▶ PROBLEM STATEMENT
Beneath this instruction is a block of data; output from it exactly the lines that run from the one containing "look for green" through the one containing "look for small", inclusive.

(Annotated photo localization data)

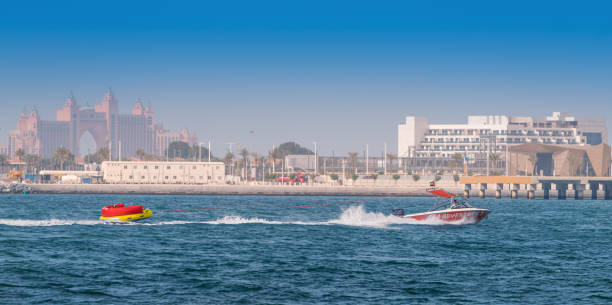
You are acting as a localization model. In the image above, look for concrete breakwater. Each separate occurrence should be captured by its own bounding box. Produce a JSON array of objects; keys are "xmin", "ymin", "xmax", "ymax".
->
[
  {"xmin": 26, "ymin": 183, "xmax": 459, "ymax": 196},
  {"xmin": 14, "ymin": 183, "xmax": 610, "ymax": 198}
]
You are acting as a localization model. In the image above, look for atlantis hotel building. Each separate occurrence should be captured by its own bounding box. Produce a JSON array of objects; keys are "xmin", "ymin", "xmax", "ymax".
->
[
  {"xmin": 7, "ymin": 91, "xmax": 197, "ymax": 159},
  {"xmin": 398, "ymin": 112, "xmax": 608, "ymax": 159}
]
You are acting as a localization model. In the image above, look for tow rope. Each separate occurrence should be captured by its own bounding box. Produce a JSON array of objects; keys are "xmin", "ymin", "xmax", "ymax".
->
[{"xmin": 167, "ymin": 193, "xmax": 415, "ymax": 213}]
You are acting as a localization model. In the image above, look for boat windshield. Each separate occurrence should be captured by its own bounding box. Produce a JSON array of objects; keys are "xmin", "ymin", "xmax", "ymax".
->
[
  {"xmin": 430, "ymin": 197, "xmax": 473, "ymax": 211},
  {"xmin": 427, "ymin": 188, "xmax": 473, "ymax": 211}
]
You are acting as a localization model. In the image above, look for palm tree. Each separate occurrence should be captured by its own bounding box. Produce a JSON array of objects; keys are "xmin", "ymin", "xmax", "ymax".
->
[
  {"xmin": 250, "ymin": 152, "xmax": 259, "ymax": 180},
  {"xmin": 16, "ymin": 148, "xmax": 25, "ymax": 170},
  {"xmin": 268, "ymin": 149, "xmax": 282, "ymax": 173},
  {"xmin": 96, "ymin": 147, "xmax": 110, "ymax": 162},
  {"xmin": 386, "ymin": 153, "xmax": 397, "ymax": 172},
  {"xmin": 258, "ymin": 156, "xmax": 265, "ymax": 181},
  {"xmin": 348, "ymin": 152, "xmax": 359, "ymax": 172},
  {"xmin": 224, "ymin": 151, "xmax": 234, "ymax": 176},
  {"xmin": 239, "ymin": 148, "xmax": 249, "ymax": 180},
  {"xmin": 489, "ymin": 153, "xmax": 500, "ymax": 169},
  {"xmin": 53, "ymin": 147, "xmax": 73, "ymax": 170},
  {"xmin": 451, "ymin": 153, "xmax": 463, "ymax": 174},
  {"xmin": 136, "ymin": 149, "xmax": 146, "ymax": 160},
  {"xmin": 24, "ymin": 154, "xmax": 40, "ymax": 175},
  {"xmin": 0, "ymin": 154, "xmax": 8, "ymax": 174}
]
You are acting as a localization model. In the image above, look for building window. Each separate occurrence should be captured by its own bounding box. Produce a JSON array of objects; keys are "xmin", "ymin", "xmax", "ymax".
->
[
  {"xmin": 155, "ymin": 166, "xmax": 159, "ymax": 169},
  {"xmin": 144, "ymin": 166, "xmax": 148, "ymax": 169},
  {"xmin": 193, "ymin": 166, "xmax": 196, "ymax": 169},
  {"xmin": 141, "ymin": 176, "xmax": 145, "ymax": 179},
  {"xmin": 199, "ymin": 176, "xmax": 203, "ymax": 179},
  {"xmin": 124, "ymin": 165, "xmax": 128, "ymax": 169},
  {"xmin": 165, "ymin": 176, "xmax": 169, "ymax": 179},
  {"xmin": 167, "ymin": 166, "xmax": 171, "ymax": 169},
  {"xmin": 173, "ymin": 176, "xmax": 177, "ymax": 179},
  {"xmin": 129, "ymin": 175, "xmax": 133, "ymax": 179}
]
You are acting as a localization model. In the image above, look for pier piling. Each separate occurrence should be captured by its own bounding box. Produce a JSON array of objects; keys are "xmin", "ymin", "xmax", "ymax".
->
[
  {"xmin": 574, "ymin": 184, "xmax": 585, "ymax": 200},
  {"xmin": 527, "ymin": 184, "xmax": 536, "ymax": 200},
  {"xmin": 479, "ymin": 183, "xmax": 487, "ymax": 199},
  {"xmin": 495, "ymin": 183, "xmax": 503, "ymax": 199},
  {"xmin": 542, "ymin": 183, "xmax": 551, "ymax": 200},
  {"xmin": 605, "ymin": 184, "xmax": 612, "ymax": 200},
  {"xmin": 511, "ymin": 184, "xmax": 520, "ymax": 199},
  {"xmin": 590, "ymin": 183, "xmax": 599, "ymax": 200},
  {"xmin": 557, "ymin": 184, "xmax": 567, "ymax": 200},
  {"xmin": 464, "ymin": 184, "xmax": 471, "ymax": 198}
]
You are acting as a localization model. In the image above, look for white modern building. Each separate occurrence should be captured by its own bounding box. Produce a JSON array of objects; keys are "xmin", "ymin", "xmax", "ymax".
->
[
  {"xmin": 398, "ymin": 112, "xmax": 608, "ymax": 159},
  {"xmin": 101, "ymin": 161, "xmax": 225, "ymax": 184}
]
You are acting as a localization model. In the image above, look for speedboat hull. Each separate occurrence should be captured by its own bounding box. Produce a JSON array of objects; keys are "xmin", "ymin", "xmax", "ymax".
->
[
  {"xmin": 99, "ymin": 209, "xmax": 153, "ymax": 222},
  {"xmin": 402, "ymin": 208, "xmax": 490, "ymax": 223}
]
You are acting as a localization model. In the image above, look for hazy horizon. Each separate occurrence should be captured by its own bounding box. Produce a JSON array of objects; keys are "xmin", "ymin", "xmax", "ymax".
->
[{"xmin": 1, "ymin": 0, "xmax": 611, "ymax": 157}]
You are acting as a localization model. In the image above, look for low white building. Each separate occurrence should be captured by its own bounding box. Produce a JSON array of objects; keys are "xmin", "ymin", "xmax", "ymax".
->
[
  {"xmin": 101, "ymin": 161, "xmax": 225, "ymax": 184},
  {"xmin": 285, "ymin": 155, "xmax": 316, "ymax": 171},
  {"xmin": 398, "ymin": 112, "xmax": 608, "ymax": 159}
]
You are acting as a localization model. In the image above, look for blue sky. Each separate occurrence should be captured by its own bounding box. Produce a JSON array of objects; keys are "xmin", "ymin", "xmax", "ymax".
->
[{"xmin": 1, "ymin": 0, "xmax": 611, "ymax": 156}]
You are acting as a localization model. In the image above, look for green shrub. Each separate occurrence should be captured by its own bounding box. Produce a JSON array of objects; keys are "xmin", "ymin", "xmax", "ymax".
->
[{"xmin": 453, "ymin": 174, "xmax": 460, "ymax": 182}]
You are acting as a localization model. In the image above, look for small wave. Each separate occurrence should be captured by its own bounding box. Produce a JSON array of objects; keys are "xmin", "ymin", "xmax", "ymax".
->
[
  {"xmin": 142, "ymin": 217, "xmax": 284, "ymax": 226},
  {"xmin": 0, "ymin": 219, "xmax": 102, "ymax": 227}
]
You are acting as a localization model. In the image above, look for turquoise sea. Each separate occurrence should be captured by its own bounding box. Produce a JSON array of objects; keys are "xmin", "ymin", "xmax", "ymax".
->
[{"xmin": 1, "ymin": 194, "xmax": 611, "ymax": 304}]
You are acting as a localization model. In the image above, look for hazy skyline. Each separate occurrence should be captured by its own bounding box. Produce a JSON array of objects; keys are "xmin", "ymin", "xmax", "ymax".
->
[{"xmin": 1, "ymin": 0, "xmax": 611, "ymax": 156}]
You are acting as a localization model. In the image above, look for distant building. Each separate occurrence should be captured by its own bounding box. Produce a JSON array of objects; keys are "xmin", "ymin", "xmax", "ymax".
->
[
  {"xmin": 101, "ymin": 161, "xmax": 225, "ymax": 184},
  {"xmin": 507, "ymin": 143, "xmax": 610, "ymax": 177},
  {"xmin": 398, "ymin": 112, "xmax": 608, "ymax": 159},
  {"xmin": 7, "ymin": 90, "xmax": 197, "ymax": 159},
  {"xmin": 155, "ymin": 127, "xmax": 198, "ymax": 157},
  {"xmin": 285, "ymin": 155, "xmax": 316, "ymax": 171},
  {"xmin": 0, "ymin": 145, "xmax": 8, "ymax": 156}
]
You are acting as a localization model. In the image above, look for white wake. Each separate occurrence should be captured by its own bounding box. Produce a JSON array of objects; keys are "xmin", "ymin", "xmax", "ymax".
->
[
  {"xmin": 0, "ymin": 206, "xmax": 480, "ymax": 228},
  {"xmin": 0, "ymin": 219, "xmax": 102, "ymax": 227}
]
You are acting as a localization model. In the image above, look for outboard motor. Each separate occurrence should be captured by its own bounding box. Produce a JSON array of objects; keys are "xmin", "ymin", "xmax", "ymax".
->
[{"xmin": 392, "ymin": 209, "xmax": 405, "ymax": 216}]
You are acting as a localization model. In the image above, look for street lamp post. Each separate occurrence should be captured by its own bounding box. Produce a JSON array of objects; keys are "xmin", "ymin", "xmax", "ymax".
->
[
  {"xmin": 384, "ymin": 142, "xmax": 387, "ymax": 174},
  {"xmin": 313, "ymin": 141, "xmax": 318, "ymax": 175},
  {"xmin": 366, "ymin": 144, "xmax": 369, "ymax": 175}
]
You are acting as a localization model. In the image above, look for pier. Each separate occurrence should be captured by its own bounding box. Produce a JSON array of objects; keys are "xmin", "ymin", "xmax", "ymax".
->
[{"xmin": 460, "ymin": 176, "xmax": 612, "ymax": 200}]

▶ YOUR SOLUTION
You are acting as a localization model. In the image above, look for green shrub. Each separate occurrence should be captured by its own bounding box. Produce a JSON array of objects; keys are "xmin", "ymin", "xmax", "ymax".
->
[{"xmin": 453, "ymin": 174, "xmax": 460, "ymax": 182}]
You are acting as a localization model. In the image above, look for small wave. Each separate occurrence should be captured by its own bounding box. Produce a JSON array of objects; keys are "xmin", "ymin", "xmax", "ymax".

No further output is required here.